> _WHAT THE TASK REQUIRES_
Please return every line below that contains the string "water".

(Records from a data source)

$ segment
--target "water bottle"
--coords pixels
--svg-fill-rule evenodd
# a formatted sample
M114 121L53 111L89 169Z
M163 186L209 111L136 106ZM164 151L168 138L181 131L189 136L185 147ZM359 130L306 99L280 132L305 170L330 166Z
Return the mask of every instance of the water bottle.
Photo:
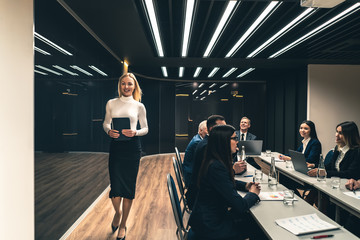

> _REPLY TO THE EXERCISE_
--target "water bottle"
Return the mask of every instance of the water bottle.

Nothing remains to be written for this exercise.